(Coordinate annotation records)
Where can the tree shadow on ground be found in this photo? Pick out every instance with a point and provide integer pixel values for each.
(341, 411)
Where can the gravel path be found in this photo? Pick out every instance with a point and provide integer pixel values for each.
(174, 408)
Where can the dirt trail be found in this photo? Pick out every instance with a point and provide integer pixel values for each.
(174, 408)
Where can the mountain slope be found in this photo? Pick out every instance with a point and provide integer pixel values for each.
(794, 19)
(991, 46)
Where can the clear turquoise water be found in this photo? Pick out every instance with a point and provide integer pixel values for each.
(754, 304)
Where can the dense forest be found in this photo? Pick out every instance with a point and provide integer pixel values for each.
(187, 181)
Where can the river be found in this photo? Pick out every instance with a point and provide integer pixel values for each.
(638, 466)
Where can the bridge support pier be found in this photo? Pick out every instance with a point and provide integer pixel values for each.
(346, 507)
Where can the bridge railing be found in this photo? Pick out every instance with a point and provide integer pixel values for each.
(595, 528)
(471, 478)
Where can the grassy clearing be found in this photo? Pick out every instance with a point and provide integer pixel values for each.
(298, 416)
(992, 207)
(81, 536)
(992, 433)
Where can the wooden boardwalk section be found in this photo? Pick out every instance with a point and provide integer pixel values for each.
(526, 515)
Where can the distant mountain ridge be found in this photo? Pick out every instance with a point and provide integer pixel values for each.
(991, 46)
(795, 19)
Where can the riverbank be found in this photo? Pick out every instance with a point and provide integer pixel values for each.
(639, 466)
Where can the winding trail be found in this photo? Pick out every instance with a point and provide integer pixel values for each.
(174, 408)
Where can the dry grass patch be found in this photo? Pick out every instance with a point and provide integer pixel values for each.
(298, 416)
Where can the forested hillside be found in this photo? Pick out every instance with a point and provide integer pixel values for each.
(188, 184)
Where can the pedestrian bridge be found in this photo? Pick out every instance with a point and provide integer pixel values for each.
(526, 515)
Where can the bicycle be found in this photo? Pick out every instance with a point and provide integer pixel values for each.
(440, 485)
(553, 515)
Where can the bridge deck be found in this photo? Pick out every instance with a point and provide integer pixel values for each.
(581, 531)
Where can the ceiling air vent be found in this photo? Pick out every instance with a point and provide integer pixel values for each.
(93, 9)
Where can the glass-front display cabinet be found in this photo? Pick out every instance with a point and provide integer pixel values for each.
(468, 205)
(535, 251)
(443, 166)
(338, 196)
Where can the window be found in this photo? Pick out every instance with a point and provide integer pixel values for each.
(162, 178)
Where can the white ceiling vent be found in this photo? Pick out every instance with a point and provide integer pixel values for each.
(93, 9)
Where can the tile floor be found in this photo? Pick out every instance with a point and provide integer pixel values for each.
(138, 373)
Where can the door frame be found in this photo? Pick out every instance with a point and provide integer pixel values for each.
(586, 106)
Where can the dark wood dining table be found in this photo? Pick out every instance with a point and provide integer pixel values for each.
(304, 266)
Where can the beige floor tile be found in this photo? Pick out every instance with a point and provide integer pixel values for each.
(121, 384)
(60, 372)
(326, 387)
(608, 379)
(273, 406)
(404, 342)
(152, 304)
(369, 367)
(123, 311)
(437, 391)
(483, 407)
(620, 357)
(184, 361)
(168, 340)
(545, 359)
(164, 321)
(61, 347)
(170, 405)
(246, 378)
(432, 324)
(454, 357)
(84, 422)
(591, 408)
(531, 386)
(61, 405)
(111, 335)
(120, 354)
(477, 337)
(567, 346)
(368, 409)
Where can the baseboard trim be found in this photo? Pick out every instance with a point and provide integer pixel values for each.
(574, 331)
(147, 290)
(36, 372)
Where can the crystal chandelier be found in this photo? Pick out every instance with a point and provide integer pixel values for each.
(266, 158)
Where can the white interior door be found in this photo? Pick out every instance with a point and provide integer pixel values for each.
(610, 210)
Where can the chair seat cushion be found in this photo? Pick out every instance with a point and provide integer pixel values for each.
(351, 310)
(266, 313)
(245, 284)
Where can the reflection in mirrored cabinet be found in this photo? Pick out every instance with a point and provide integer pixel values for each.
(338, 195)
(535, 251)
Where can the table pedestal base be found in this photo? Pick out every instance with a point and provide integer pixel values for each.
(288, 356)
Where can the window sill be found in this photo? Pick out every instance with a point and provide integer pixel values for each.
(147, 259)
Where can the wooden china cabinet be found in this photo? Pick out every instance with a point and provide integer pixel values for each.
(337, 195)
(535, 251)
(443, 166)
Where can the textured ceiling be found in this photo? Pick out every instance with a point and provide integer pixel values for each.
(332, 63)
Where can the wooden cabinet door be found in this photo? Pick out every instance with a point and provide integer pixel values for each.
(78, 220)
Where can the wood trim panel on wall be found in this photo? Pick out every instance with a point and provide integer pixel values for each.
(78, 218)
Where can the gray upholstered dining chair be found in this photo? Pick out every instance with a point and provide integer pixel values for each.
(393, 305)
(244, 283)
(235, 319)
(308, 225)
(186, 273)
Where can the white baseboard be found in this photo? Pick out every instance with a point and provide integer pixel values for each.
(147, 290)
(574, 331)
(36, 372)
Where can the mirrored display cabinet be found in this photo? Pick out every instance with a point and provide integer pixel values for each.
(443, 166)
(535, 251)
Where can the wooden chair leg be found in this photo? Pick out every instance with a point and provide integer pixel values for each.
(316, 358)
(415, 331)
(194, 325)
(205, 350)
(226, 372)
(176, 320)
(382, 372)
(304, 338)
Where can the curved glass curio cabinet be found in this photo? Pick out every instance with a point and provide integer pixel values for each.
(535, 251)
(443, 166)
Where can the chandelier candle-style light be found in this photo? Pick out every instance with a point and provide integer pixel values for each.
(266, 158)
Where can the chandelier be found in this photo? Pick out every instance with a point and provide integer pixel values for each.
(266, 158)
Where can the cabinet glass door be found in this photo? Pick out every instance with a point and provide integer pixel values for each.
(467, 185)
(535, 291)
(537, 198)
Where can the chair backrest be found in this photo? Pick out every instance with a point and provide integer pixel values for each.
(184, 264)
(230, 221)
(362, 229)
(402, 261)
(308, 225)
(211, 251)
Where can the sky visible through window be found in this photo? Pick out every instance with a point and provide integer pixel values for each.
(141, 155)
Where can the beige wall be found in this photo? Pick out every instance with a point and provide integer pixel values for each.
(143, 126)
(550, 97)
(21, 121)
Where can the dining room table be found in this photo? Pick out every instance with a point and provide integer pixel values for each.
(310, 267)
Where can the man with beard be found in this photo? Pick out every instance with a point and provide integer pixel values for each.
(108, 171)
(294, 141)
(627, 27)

• _INSTRUCTIONS TO FOLLOW_: Rewrite all of the records above, changing "Pick out" to "Mark" everywhere it appears and keeping every other part the same.

• _EXERCISE SOLUTION_:
Where can the tree shadow on ground be found in this photo? Mark every instance with a point and provide integer pixel values for each.
(341, 411)
Where can the gravel path be found in this photo? Mark every instance with a point and provide integer pixel values for each.
(174, 408)
Where can the dirt trail be found in this photo? Mark every instance with a point and provide integer pixel values for each.
(174, 408)
Where can the mountain slope be found in this photo? Mark every instance with a point and provide integer pixel values for each.
(794, 19)
(991, 46)
Where can the clear turquoise water be found in this photo? Mark every instance with a point and provide integer pixel values for each.
(754, 304)
Where can the dense forest be found in this photo? Mark every instance with a point and provide integer pixel values for each.
(187, 181)
Where can the river be found in this photo? Mark every instance with a point and provide integer pixel values for each.
(638, 466)
Where can the bridge support pier be found in this photo? Mark every instance with a point and provide integer pixel values for each.
(346, 507)
Where can the bridge railing be found in this photo? Mark every instance with a point and provide integer pixel values for each.
(595, 528)
(471, 478)
Where can the grassy clearing be found in this photo? Mark every instance with a point and provide integer pixel values for each.
(298, 416)
(992, 207)
(81, 536)
(992, 433)
Where can the wooden boardwalk section be found in this photo? Mark every instance with a point and provide integer pixel values for each.
(526, 515)
Where can the distant mountain ridge be found in this photo? Mark every instance with a point and provide integer pixel values for each.
(991, 46)
(795, 19)
Where can the riverbank be found in this photo? Mark every instance with a point and provide integer pixel values for each.
(639, 466)
Where can the winding trail be found in this photo? Mark every instance with a point and provide integer pixel values for each.
(174, 408)
Where can the dry grass patch be found in this photo? Mark every instance with a point and provide integer pixel values for each.
(298, 416)
Where can the forested hillside be found in this photo? Mark every instance with a point and provide integer pixel values for each.
(188, 184)
Where can the pedestrian bridge be found in this photo? Mark every instance with a point and provide integer pixel values for each.
(526, 515)
Where can the bicycle be found in this photo? Mark every instance with a point and provide integer pixel values for each.
(440, 485)
(553, 515)
Where can the bridge deck be found in this photo? Mark every instance with a point and provide integer pixel values for each.
(581, 531)
Where can the ceiling air vent be found in this photo? Mark every instance with a point and provide integer pixel values for each.
(93, 9)
Where can the glass-front display cabinet be found in this photo? Mark every instance with a point and provide integer pixel values for each.
(468, 205)
(535, 251)
(443, 166)
(338, 196)
Where can the window be found in this photo? Mark every instance with a point and provide integer pixel values for each.
(162, 178)
Where can the white ceiling vent be found in this photo? Mark every instance with a point and provide integer pixel values for each.
(93, 9)
Where can the tile floor be found in this photo? Mark every instance with a point and provide integer pixel values for each.
(138, 373)
Where can the door frame be found in this photo? Mark every instance with a point and provide integer pixel values for each.
(586, 106)
Where can the dark wood dining table be found in this photo? Mark every instance with a point and provide integer pixel values for each.
(304, 266)
Where can the beige floor tile be found in this photo? Mark every instance with a point and provide integer pixel values for each.
(121, 384)
(60, 372)
(326, 387)
(608, 379)
(273, 406)
(404, 342)
(152, 304)
(369, 367)
(123, 311)
(437, 391)
(483, 407)
(620, 357)
(184, 361)
(168, 340)
(545, 359)
(164, 321)
(61, 347)
(170, 405)
(246, 378)
(432, 324)
(454, 357)
(84, 422)
(591, 408)
(531, 386)
(61, 405)
(111, 335)
(120, 354)
(477, 337)
(567, 346)
(368, 409)
Where can the baseboard trim be found in this photo? Mark every instance with a point and provide integer pixel values for each.
(574, 331)
(147, 290)
(36, 372)
Where can the crystal chandelier be found in this photo? Mark every instance with a point and provide integer pixel values for each.
(266, 158)
Where can the white interior door be found in this photo? Mark every instance with a point and provide integer pixel values for each.
(610, 210)
Where can the chair seat cushion be found in this photo? Mark every instance with a point and provide integer pixel values for each.
(351, 310)
(266, 313)
(245, 284)
Where can the reflection in mirrored cabinet be found in this photo? Mark every instance with a point and provide integer pixel values for each.
(338, 195)
(535, 251)
Where can the table pedestal base be found in this photo? Mark every instance with a point and provide integer pixel values for each.
(288, 356)
Where can the window sill be found in this photo? Mark every instance with a point and provide integer pixel values for each.
(147, 259)
Where can the wooden china cabinet be found in this photo? Mark every instance with a point and provide integer pixel values for each.
(337, 195)
(535, 251)
(443, 166)
Where can the textured ceiling be found in this photo? Mark every instance with a point and provide integer pixel values for each.
(332, 63)
Where can the wooden cabinet door be found in this photo? Mark every instance with a point and provide integer pixel values for each.
(78, 220)
Where can the wood trim panel on wall be found in this photo? Mark every instance with a point and provide integer pixel values for each.
(78, 218)
Where can the gray upholstered dining chair be found in this photo? Mark every instance with a point and provide integer pixel values for each.
(393, 305)
(244, 283)
(235, 319)
(308, 225)
(186, 273)
Where can the white baseboard be found in this photo? Mark every instance with a point and provide integer pixel values for each.
(147, 290)
(574, 331)
(36, 372)
Where can the mirrored display cabinet be found in this photo? Mark every instance with a point and provide integer pixel values for each.
(443, 166)
(535, 251)
Where can the wooden chair leg be found in this photo? Mark every instance with a point and provide integer pixel values for each.
(316, 358)
(415, 331)
(194, 325)
(205, 350)
(226, 372)
(176, 320)
(382, 372)
(304, 338)
Where can the curved glass curio cabinet be found in this photo? Mark every instance with a point and provide integer pixel values for each.
(535, 251)
(443, 166)
Where can the chandelier candle-style light be found in this photo? Mark every instance with a point and provide integer pixel values for each.
(266, 158)
Where can the chandelier be found in this photo? Mark every instance with a point and provide integer pixel values for each.
(266, 158)
Where can the cabinet glass door be found in this photo? Mark every instance with a point and provide integer pixel values for each.
(467, 185)
(535, 291)
(537, 198)
Where can the chair backrest be found in this photo? Mark every instance with a point and provide integer pixel values for each.
(184, 264)
(230, 221)
(362, 229)
(402, 261)
(308, 225)
(211, 251)
Where can the sky visible through window be found in this photo? Mark every instance with a point and provide integer pixel values for each.
(141, 155)
Where can the beige wall be found in this photo? Mark every instance with a point and provide integer pixel values for each.
(143, 126)
(550, 97)
(21, 121)
Where can the dining room table be found in this photo? Mark every instance with a point and provide integer pixel values for each.
(310, 267)
Where can the man with beard be found in this photo? Mark every instance with a point and provide integer pixel values for each.
(108, 171)
(294, 141)
(627, 27)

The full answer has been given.